===== Material for this task =====

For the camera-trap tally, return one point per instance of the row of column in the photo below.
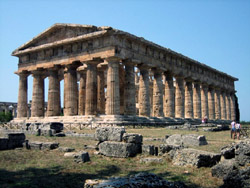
(188, 99)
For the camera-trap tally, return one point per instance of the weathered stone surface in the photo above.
(4, 143)
(12, 140)
(49, 145)
(165, 148)
(237, 178)
(224, 168)
(118, 149)
(35, 145)
(109, 134)
(228, 152)
(148, 149)
(175, 139)
(82, 156)
(242, 152)
(66, 149)
(195, 158)
(70, 154)
(186, 140)
(41, 145)
(140, 180)
(132, 138)
(151, 160)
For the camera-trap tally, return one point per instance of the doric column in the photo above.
(113, 90)
(232, 102)
(70, 91)
(169, 96)
(211, 104)
(217, 104)
(22, 106)
(100, 92)
(129, 90)
(144, 101)
(228, 106)
(223, 106)
(91, 88)
(157, 94)
(82, 92)
(179, 97)
(188, 99)
(37, 106)
(204, 101)
(121, 87)
(53, 107)
(197, 100)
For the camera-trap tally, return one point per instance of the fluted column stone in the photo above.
(37, 106)
(82, 92)
(179, 97)
(217, 104)
(169, 100)
(188, 99)
(70, 91)
(22, 106)
(53, 107)
(100, 92)
(204, 101)
(228, 106)
(129, 90)
(113, 90)
(144, 101)
(91, 88)
(157, 94)
(223, 106)
(232, 102)
(197, 100)
(211, 103)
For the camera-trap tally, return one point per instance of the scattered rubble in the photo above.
(139, 180)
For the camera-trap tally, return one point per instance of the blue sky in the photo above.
(215, 32)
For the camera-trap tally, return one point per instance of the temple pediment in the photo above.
(58, 32)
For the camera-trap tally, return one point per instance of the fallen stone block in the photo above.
(223, 168)
(70, 154)
(151, 160)
(35, 145)
(197, 158)
(109, 134)
(148, 149)
(242, 152)
(228, 152)
(90, 147)
(139, 180)
(66, 149)
(132, 138)
(49, 145)
(118, 149)
(60, 135)
(237, 178)
(4, 143)
(82, 156)
(56, 126)
(186, 140)
(47, 132)
(15, 140)
(165, 148)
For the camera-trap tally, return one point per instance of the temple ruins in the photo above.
(112, 77)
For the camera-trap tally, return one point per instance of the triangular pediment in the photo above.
(58, 32)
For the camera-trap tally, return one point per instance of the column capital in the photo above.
(22, 73)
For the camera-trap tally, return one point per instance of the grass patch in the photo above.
(32, 168)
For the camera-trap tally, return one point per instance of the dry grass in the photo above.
(31, 168)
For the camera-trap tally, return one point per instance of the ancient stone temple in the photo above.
(113, 77)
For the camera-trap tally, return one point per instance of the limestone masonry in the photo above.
(123, 80)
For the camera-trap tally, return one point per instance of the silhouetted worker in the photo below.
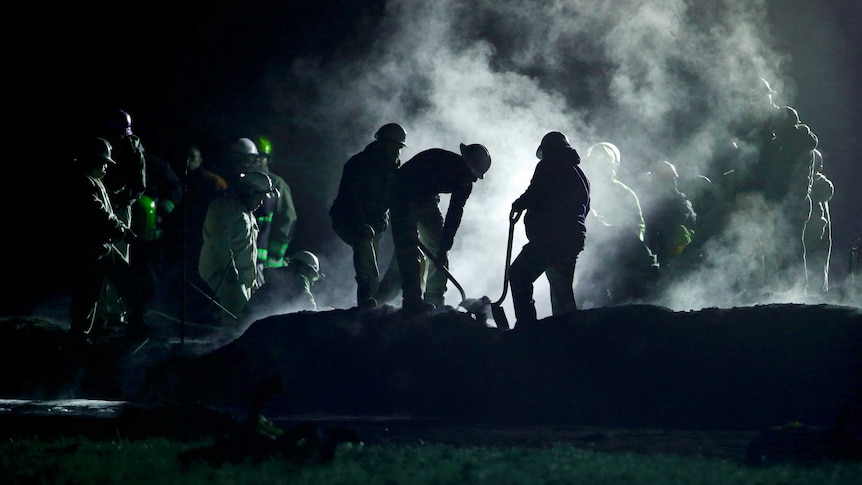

=====

» **Exercise directions**: Put every line of the records above into a JSON list of strings, one string per line, with blank lines and the pictures left out.

» **Written solution**:
[
  "For the camera-trap tally, return one point per instance of the row of column in the photo below.",
  "(188, 99)",
  "For the camera-trap tally, return one point per instance of the weathered stone surface in the photo above.",
  "(4, 143)",
  "(12, 140)",
  "(49, 145)",
  "(165, 148)",
  "(237, 178)",
  "(224, 168)",
  "(118, 149)",
  "(35, 145)",
  "(109, 134)",
  "(228, 152)",
  "(148, 149)",
  "(175, 139)",
  "(82, 156)",
  "(242, 152)",
  "(66, 149)",
  "(195, 158)",
  "(70, 154)",
  "(186, 140)",
  "(41, 145)",
  "(140, 180)",
  "(132, 138)",
  "(151, 160)",
  "For the camera-trap tally, return one point per instance of the doric column in the photo above.",
  "(113, 90)",
  "(232, 102)",
  "(70, 91)",
  "(169, 96)",
  "(211, 104)",
  "(217, 104)",
  "(22, 106)",
  "(100, 92)",
  "(129, 90)",
  "(144, 101)",
  "(228, 106)",
  "(223, 106)",
  "(91, 88)",
  "(157, 94)",
  "(82, 92)",
  "(179, 97)",
  "(188, 99)",
  "(37, 106)",
  "(204, 101)",
  "(121, 87)",
  "(53, 107)",
  "(197, 100)",
  "For the camera-trap tally, return one point per instance of the fluted column stone in the photo above.",
  "(37, 106)",
  "(82, 92)",
  "(179, 97)",
  "(217, 104)",
  "(169, 100)",
  "(188, 99)",
  "(70, 91)",
  "(22, 106)",
  "(53, 107)",
  "(100, 92)",
  "(204, 101)",
  "(228, 106)",
  "(129, 90)",
  "(113, 90)",
  "(144, 101)",
  "(91, 88)",
  "(157, 94)",
  "(223, 106)",
  "(232, 102)",
  "(197, 100)",
  "(211, 103)",
  "For the camera-trap tally, return one point per instance of the scattered rubble in the photo above.",
  "(139, 180)",
  "For the camera-trap tally, return one point per instance of the blue sky in the photo above.",
  "(215, 32)",
  "For the camera-trap tally, return one point per instance of the temple pediment in the photo above.",
  "(58, 32)",
  "For the camera-trap tally, return one point per instance of the fallen stone block in the photo above.",
  "(223, 168)",
  "(70, 154)",
  "(151, 160)",
  "(35, 145)",
  "(197, 158)",
  "(109, 134)",
  "(148, 149)",
  "(242, 152)",
  "(228, 152)",
  "(90, 147)",
  "(139, 180)",
  "(66, 149)",
  "(132, 138)",
  "(49, 145)",
  "(118, 149)",
  "(60, 135)",
  "(237, 178)",
  "(4, 143)",
  "(82, 156)",
  "(56, 126)",
  "(186, 140)",
  "(47, 132)",
  "(15, 140)",
  "(165, 148)",
  "For the camera-trap tally, return one point per instance of the temple ruins in the photo above.",
  "(112, 77)",
  "For the camera-trap tally, return one point per instance of the triangular pediment in the photo above.",
  "(58, 32)",
  "For the camera-trap tally, return one point per instance of the column capital in the photo above.",
  "(22, 73)",
  "For the camera-trap tally, return one point per instance of the grass patch in the photo above.",
  "(32, 168)",
  "For the camera-trap tally, return one point per instance of the dry grass in the photo above.",
  "(31, 168)",
  "For the camera-trap tally, return one point per instance of the ancient stone temple in the photo above.",
  "(113, 77)",
  "For the camera-trap tally, return one point per instance of the limestone masonry in the photo above.",
  "(123, 80)",
  "For the camera-trap tally, return one point per instance of the silhouetted worker in the photo below."
]